- Source text -

::::::

Review: Honestly – My Life & Stryper Revealed

Jacket Cover of Michael Sweet’s Book

I just finished reading Honestly: My Life and Stryper Revealed by Michael Sweet last night. It is a fast read and if I was 20 years younger, I could have stayed awake long enough to read it in one night instead of two.

Like many of the songs Michael has written, there are many layers to the book. I won’t try to list them since it would be too big of a challenge. However, I will try to highlight some of them.

I have been a fan of Stryper since 1985, and have followed Michael’s solo career. I met him once when he did an acoustic set while promoting his Truth album at a local bookstore. I actually went through the line twice to get his autograph. I also have met Timothy Gaines, Robert Sweet and Oz Fox during a Stryper meet and greet. I am also embarrassed to admit I jumped off a wall in an auditorium to get a red solo cup Michael drank out of during the In God We Trust Album and almost got busted by security for being so stupid.

Some of the stories Michael shares were painful to read for various reasons. As a fan, I hoped my favorite band is made of a group of friends who agrees on everything and never has a problem. Granted it is an illusion I choose to create, and from what I have read and experienced, I knew better.

The great thing about this book  it isn’t another “tell all books” written to “get even” with anyone in Stryper, or the detractors of the band or Michael Sweet’s solo career. Instead, Michael reflects on his personal struggles with dealing with the band and various critics. To help the reader understand he writes about a situation but often points a finger at himself for doing or not doing something in that situation. At the same time he isn’t into graphic detail of a situation. In many instances you may feel the need to know more. In cases he also admits that he is sharing his perception of a situation and those involved may have another viewpoint.

::::::

- Records provided -
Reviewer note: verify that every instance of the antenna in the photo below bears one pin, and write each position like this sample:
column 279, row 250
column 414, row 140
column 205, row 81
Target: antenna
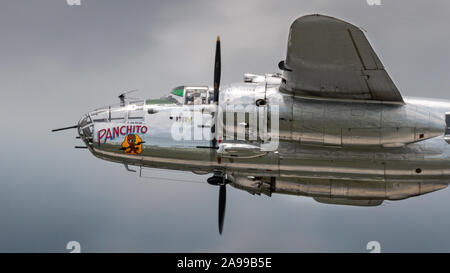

::::::

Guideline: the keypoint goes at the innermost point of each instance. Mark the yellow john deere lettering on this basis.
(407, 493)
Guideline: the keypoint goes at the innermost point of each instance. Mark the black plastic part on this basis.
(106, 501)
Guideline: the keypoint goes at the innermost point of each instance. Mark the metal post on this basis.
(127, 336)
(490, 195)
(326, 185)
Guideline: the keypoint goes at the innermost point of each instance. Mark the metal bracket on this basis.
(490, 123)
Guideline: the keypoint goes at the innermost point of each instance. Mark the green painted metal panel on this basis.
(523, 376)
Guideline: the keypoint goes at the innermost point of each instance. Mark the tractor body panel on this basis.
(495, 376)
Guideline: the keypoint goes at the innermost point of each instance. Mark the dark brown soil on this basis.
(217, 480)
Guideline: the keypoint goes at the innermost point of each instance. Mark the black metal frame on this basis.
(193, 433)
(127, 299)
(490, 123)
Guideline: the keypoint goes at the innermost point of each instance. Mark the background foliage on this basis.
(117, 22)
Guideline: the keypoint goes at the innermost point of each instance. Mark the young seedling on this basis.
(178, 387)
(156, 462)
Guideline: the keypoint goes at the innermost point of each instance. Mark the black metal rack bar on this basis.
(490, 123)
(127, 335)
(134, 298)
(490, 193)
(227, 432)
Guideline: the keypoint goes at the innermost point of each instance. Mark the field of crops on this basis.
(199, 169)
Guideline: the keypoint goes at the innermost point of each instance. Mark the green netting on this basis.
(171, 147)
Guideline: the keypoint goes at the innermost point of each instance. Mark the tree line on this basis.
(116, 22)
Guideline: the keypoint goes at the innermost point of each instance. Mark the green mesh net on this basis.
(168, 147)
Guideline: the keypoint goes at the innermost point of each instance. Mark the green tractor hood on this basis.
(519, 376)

::::::

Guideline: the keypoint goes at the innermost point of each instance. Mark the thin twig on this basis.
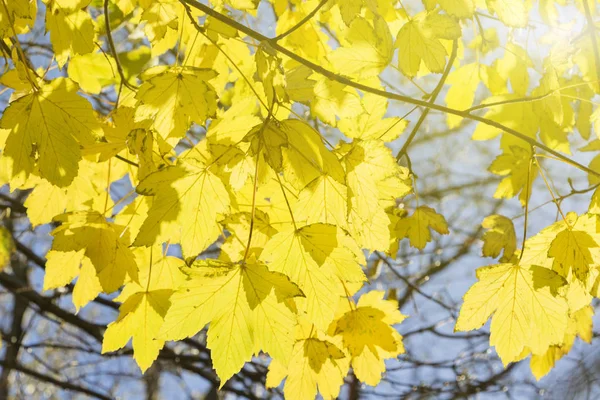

::::::

- Exercise tasks -
[1] In the book review, which album was Michael Sweet promoting when he played an acoustic set at a local bookstore?
[2] Transcribe the book review from "Review: Honestly –" up to and including "some of them.".

- Replies -
[1] His Truth album.

[2]
Review: Honestly – My Life & Stryper Revealed

Jacket Cover of Michael Sweet’s Book

I just finished reading Honestly: My Life and Stryper Revealed by Michael Sweet last night. It is a fast read and if I was 20 years younger, I could have stayed awake long enough to read it in one night instead of two.

Like many of the songs Michael has written, there are many layers to the book. I won’t try to list them since it would be too big of a challenge. However, I will try to highlight some of them.